§ **Activity**:
Please say how many lines of the entries below contain the word "handrail", and leave out everything else.

§ **Exercise data**:
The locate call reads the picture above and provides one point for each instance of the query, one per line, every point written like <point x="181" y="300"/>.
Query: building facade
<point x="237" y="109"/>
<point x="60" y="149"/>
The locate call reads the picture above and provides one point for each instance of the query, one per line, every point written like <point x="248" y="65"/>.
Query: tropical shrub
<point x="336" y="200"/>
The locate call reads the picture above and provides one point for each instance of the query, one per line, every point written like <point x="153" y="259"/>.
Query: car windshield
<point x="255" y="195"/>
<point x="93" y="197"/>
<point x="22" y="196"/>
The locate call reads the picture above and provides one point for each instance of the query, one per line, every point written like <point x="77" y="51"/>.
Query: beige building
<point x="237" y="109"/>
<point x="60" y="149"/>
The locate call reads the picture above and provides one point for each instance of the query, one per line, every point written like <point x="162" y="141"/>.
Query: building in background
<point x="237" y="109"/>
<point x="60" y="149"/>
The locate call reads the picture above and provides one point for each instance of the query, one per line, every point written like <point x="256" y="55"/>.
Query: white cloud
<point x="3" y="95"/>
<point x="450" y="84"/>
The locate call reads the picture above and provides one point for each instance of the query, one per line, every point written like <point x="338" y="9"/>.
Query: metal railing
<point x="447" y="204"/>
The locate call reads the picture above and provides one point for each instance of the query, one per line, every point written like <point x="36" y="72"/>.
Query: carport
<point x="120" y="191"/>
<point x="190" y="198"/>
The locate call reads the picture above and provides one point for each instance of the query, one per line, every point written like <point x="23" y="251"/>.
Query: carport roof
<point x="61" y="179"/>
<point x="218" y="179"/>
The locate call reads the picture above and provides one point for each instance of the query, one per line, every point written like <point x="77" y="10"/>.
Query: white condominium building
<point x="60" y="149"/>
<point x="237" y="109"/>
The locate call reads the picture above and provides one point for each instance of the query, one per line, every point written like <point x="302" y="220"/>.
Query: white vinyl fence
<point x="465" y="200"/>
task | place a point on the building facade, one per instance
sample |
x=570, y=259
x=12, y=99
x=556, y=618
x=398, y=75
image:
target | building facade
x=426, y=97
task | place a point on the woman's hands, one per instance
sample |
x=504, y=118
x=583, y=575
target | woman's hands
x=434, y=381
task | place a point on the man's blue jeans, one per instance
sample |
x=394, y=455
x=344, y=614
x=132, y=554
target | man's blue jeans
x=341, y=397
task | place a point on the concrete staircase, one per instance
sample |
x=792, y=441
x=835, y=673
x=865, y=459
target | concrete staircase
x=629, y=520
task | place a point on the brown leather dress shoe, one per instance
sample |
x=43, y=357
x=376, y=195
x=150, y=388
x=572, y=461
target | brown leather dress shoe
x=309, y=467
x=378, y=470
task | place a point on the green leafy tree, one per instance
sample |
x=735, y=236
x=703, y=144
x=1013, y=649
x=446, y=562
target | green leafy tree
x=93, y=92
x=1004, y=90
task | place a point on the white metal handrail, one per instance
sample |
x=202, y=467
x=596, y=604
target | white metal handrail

§ **Result of the task**:
2